EXERCISE MATERIALS START
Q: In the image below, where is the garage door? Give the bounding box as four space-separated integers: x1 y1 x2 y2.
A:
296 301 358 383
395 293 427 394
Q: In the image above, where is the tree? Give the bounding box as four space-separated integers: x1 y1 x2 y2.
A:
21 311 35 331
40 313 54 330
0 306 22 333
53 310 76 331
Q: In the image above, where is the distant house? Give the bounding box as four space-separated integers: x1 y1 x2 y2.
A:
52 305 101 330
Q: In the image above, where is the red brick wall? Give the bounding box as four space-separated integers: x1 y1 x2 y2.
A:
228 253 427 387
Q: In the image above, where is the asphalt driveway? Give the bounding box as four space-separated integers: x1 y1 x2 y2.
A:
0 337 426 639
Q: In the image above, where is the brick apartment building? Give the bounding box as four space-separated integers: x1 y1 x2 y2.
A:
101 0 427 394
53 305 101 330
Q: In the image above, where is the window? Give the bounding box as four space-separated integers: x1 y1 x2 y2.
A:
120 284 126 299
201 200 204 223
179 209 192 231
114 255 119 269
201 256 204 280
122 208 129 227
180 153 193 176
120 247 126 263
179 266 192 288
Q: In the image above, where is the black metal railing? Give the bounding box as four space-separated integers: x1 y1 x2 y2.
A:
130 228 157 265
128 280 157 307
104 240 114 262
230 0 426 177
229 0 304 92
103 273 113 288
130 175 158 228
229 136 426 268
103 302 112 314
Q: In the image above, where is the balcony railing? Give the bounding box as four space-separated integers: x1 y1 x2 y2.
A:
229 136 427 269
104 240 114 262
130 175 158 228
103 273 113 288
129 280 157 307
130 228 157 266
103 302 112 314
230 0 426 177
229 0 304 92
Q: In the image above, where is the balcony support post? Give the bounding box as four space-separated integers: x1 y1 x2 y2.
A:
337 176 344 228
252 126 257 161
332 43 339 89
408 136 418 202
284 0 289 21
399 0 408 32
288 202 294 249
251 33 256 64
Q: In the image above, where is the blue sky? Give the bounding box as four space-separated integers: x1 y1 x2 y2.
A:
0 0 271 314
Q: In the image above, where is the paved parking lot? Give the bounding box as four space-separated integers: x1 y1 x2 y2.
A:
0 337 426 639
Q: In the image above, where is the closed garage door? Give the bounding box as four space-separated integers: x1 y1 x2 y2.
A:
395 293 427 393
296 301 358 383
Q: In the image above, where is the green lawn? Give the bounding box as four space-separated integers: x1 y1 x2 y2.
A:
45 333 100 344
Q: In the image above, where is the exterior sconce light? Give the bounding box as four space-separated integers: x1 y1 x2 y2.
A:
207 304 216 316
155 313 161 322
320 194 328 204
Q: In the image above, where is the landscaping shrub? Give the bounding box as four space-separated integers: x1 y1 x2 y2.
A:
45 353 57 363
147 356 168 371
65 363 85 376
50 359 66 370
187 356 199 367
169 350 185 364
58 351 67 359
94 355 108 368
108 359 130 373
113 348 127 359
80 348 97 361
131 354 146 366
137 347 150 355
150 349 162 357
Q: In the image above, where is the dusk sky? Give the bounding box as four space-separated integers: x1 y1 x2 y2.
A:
EXERCISE MATERIALS END
All of the data, start to finish: please output it exactly.

Q: In the image below, where is the garage door? Give the bounding box as four space-separated integers: x1 y1 x2 y2.
A:
296 301 358 383
395 293 427 394
Q: In the image above, where is the tree? Give the bounding box as four space-separated integers: x1 y1 x2 y2.
A:
21 311 35 331
40 313 54 330
0 306 22 333
53 310 76 331
Q: In the image above, where is the distant house? Give the bounding box as four space-separated integers: x1 y1 x2 y2.
A:
52 305 101 330
Q: In the image above, where is the red brick wall? Give the bounding box as four space-separated integers: x1 y1 x2 y2.
A:
228 253 427 387
Q: In the image above, where is the asphalt driveway? Give the bounding box as four space-separated integers: x1 y1 x2 y2.
A:
0 337 426 639
Q: In the image above, where is the brick apartment building? Give the bounding box as four space-separated integers: x1 y1 x2 y2.
A:
101 0 427 394
53 305 101 330
Q: In the image above, where is the window? Give the bounding box as four space-separated integers: x1 y1 x2 y2.
A:
120 284 126 299
201 200 204 223
179 209 192 231
114 255 119 269
201 256 204 280
122 208 129 227
180 153 193 176
120 247 126 263
179 266 192 288
Q: In the image above, where is the black metal railing? Give the bounding box as four space-separated integers: x1 y1 x2 y2.
A:
130 228 157 265
128 280 157 307
104 240 114 262
230 0 426 177
229 0 304 92
103 273 113 288
130 175 158 228
229 136 426 268
103 302 112 314
Q: In the image above, where is the balcony railing? Give the bounding box as four space-separated integers: x1 y1 x2 y2.
A:
229 136 427 269
104 240 114 262
130 175 158 228
103 273 113 288
129 280 157 307
130 228 157 266
103 302 112 314
230 0 426 177
229 0 304 92
Q: In the image above, where is the balcony support post? Give the bounding box as four space-separated integers: x1 y1 x2 y2.
A:
337 176 344 228
252 126 257 161
332 43 339 89
408 136 418 202
284 0 289 21
399 0 408 32
288 202 294 249
251 33 256 64
Q: In the image above, where is the blue sky? Give the bounding box as four space-separated integers: x1 y1 x2 y2.
A:
0 0 271 314
Q: In the image above, where is the paved parking lot? Give the bounding box as four space-separated integers: x1 y1 x2 y2.
A:
0 337 426 639
Q: In the image above, where is the closed garage door? Give the bounding box as four space-separated integers: x1 y1 x2 y2.
A:
395 293 427 393
296 301 358 383
Q: In the image above, where is the green lawn? Give the bounding box as four space-separated integers: x1 y1 x2 y2.
A:
45 333 100 344
Q: In the image above, where is the exterior sconce light? Give the bounding box as four space-separated integers: x1 y1 x2 y2.
A:
207 304 216 316
155 313 161 322
320 194 328 204
Q: In the image above, where is the landscaping shrub? Give the bounding box as four space-separated integers: x1 y1 x2 y2.
A:
45 353 57 363
147 356 168 371
65 363 85 376
50 359 66 370
187 356 199 367
169 350 185 364
58 351 67 359
94 355 108 368
108 359 130 373
113 348 127 359
80 348 97 361
131 354 146 366
137 347 150 355
150 349 162 357
Q: In the image above, where is the dusk sky? Give the bounding box as four space-separated integers: x1 y1 x2 y2.
A:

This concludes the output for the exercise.